* **Directions**:
In the material below, reproduce everything from the line containing "Task: mark each instance of the pink petal" through the end of the material, substituting "magenta" for each occurrence of "pink" and leaving all other text unchanged.

%%

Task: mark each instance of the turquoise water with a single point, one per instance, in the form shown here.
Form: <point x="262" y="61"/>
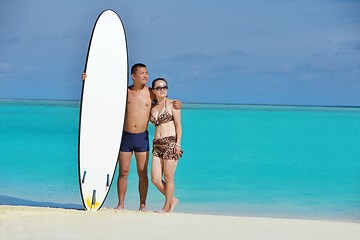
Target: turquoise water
<point x="278" y="161"/>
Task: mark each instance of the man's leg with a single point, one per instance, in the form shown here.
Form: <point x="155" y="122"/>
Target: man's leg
<point x="142" y="159"/>
<point x="124" y="165"/>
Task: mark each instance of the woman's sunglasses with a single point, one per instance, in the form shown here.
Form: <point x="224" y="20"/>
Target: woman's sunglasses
<point x="161" y="88"/>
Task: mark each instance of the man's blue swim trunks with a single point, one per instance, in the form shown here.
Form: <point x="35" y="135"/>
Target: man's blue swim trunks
<point x="137" y="142"/>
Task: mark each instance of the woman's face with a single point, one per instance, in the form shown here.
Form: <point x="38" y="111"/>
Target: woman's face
<point x="160" y="89"/>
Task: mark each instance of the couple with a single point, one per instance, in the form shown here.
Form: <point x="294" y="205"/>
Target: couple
<point x="144" y="104"/>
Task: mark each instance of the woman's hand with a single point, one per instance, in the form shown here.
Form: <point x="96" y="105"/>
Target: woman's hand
<point x="83" y="76"/>
<point x="177" y="149"/>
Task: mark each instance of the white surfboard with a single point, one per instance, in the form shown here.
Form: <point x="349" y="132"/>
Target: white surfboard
<point x="102" y="112"/>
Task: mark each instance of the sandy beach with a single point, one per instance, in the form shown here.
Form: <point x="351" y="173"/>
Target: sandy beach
<point x="19" y="222"/>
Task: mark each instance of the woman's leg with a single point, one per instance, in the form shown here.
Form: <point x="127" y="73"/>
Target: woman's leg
<point x="169" y="173"/>
<point x="156" y="174"/>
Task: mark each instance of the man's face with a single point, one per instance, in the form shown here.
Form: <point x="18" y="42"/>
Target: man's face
<point x="141" y="75"/>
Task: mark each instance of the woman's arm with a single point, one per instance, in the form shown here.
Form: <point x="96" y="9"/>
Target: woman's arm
<point x="178" y="128"/>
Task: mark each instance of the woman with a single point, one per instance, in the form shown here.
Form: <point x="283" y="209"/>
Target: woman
<point x="166" y="144"/>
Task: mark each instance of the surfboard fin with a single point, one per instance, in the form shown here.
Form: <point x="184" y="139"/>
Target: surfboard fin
<point x="83" y="179"/>
<point x="108" y="180"/>
<point x="93" y="200"/>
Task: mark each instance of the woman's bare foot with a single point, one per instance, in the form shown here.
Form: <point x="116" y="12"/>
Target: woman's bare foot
<point x="142" y="208"/>
<point x="173" y="203"/>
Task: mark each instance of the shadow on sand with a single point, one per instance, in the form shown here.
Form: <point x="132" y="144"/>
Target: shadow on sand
<point x="12" y="201"/>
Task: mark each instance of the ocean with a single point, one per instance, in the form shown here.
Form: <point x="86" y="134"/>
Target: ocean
<point x="242" y="160"/>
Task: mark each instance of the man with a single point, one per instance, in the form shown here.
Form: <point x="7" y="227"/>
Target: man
<point x="135" y="135"/>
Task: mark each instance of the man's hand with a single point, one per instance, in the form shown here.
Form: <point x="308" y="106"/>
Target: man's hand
<point x="177" y="104"/>
<point x="83" y="76"/>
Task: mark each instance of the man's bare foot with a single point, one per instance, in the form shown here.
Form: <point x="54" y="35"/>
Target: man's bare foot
<point x="173" y="203"/>
<point x="142" y="208"/>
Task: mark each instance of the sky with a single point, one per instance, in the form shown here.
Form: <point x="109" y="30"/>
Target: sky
<point x="304" y="52"/>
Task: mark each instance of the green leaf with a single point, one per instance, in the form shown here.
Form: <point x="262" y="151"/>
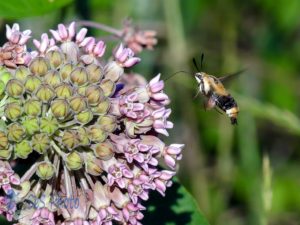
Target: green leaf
<point x="177" y="207"/>
<point x="14" y="9"/>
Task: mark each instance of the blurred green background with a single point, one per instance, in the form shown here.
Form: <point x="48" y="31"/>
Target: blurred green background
<point x="244" y="174"/>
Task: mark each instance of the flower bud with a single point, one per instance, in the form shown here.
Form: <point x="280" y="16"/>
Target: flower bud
<point x="40" y="143"/>
<point x="39" y="66"/>
<point x="95" y="73"/>
<point x="107" y="123"/>
<point x="78" y="104"/>
<point x="108" y="87"/>
<point x="14" y="88"/>
<point x="60" y="108"/>
<point x="32" y="83"/>
<point x="21" y="73"/>
<point x="3" y="140"/>
<point x="22" y="149"/>
<point x="45" y="93"/>
<point x="64" y="90"/>
<point x="5" y="153"/>
<point x="70" y="139"/>
<point x="74" y="161"/>
<point x="79" y="76"/>
<point x="31" y="125"/>
<point x="113" y="71"/>
<point x="66" y="70"/>
<point x="45" y="170"/>
<point x="56" y="58"/>
<point x="94" y="95"/>
<point x="96" y="134"/>
<point x="13" y="111"/>
<point x="15" y="132"/>
<point x="102" y="107"/>
<point x="84" y="117"/>
<point x="52" y="78"/>
<point x="48" y="125"/>
<point x="104" y="150"/>
<point x="92" y="164"/>
<point x="32" y="107"/>
<point x="5" y="76"/>
<point x="83" y="136"/>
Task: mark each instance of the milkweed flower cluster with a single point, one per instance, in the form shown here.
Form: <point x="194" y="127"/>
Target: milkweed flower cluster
<point x="87" y="130"/>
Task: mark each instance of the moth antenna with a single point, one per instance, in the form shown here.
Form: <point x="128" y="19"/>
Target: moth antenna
<point x="201" y="63"/>
<point x="181" y="71"/>
<point x="196" y="65"/>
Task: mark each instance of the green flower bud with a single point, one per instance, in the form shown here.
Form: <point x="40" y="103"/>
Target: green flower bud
<point x="107" y="123"/>
<point x="13" y="111"/>
<point x="96" y="134"/>
<point x="5" y="76"/>
<point x="84" y="117"/>
<point x="39" y="66"/>
<point x="32" y="83"/>
<point x="104" y="150"/>
<point x="78" y="104"/>
<point x="95" y="73"/>
<point x="31" y="125"/>
<point x="3" y="140"/>
<point x="113" y="71"/>
<point x="70" y="139"/>
<point x="32" y="107"/>
<point x="48" y="125"/>
<point x="66" y="70"/>
<point x="23" y="149"/>
<point x="52" y="78"/>
<point x="55" y="57"/>
<point x="45" y="93"/>
<point x="83" y="136"/>
<point x="40" y="143"/>
<point x="94" y="95"/>
<point x="102" y="107"/>
<point x="92" y="164"/>
<point x="21" y="73"/>
<point x="60" y="108"/>
<point x="79" y="76"/>
<point x="108" y="87"/>
<point x="74" y="161"/>
<point x="45" y="170"/>
<point x="81" y="90"/>
<point x="64" y="90"/>
<point x="5" y="153"/>
<point x="15" y="132"/>
<point x="2" y="88"/>
<point x="14" y="88"/>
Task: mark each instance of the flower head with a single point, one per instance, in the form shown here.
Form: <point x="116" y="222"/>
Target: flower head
<point x="87" y="129"/>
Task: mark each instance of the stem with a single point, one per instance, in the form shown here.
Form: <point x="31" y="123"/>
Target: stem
<point x="100" y="26"/>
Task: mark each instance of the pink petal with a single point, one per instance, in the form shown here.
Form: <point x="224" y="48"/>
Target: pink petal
<point x="56" y="35"/>
<point x="62" y="30"/>
<point x="71" y="30"/>
<point x="81" y="35"/>
<point x="170" y="161"/>
<point x="131" y="62"/>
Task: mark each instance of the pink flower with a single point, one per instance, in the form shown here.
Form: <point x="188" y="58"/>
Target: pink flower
<point x="125" y="56"/>
<point x="160" y="123"/>
<point x="43" y="216"/>
<point x="15" y="36"/>
<point x="118" y="174"/>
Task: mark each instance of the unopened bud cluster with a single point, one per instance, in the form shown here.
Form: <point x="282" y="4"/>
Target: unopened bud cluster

%%

* **Written solution**:
Task: mark each instance of the magenta petal with a single point, one per instance, in the form shown here.
Form: <point x="224" y="48"/>
Target: magenta petal
<point x="56" y="35"/>
<point x="62" y="30"/>
<point x="71" y="30"/>
<point x="81" y="35"/>
<point x="170" y="161"/>
<point x="131" y="62"/>
Task: mark each instance of the magenta flower with a single point, one per instance, in the form shown here.
Form: <point x="188" y="58"/>
Target: magenta flower
<point x="125" y="56"/>
<point x="160" y="123"/>
<point x="43" y="216"/>
<point x="15" y="36"/>
<point x="118" y="174"/>
Task: mark each instance of the unopened bud cluster with a single point, one per instance, in the form shown here.
Form: <point x="282" y="4"/>
Target: unopened bud cluster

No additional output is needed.